**Goal**
Pick out every row below that contains the word "wall" and copy each of those rows in full.

**Pointing records for named objects**
= = =

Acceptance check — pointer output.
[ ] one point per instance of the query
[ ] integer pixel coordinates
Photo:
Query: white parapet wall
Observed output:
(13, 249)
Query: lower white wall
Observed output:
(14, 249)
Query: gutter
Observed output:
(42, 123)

= = =

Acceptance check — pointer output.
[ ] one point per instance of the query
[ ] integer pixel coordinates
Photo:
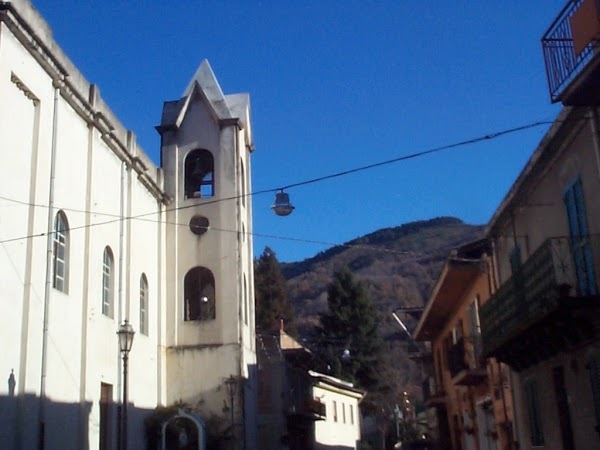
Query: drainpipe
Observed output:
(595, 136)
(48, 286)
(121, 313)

= = =

**Result**
Query: white parapet wall
Query: lower white wall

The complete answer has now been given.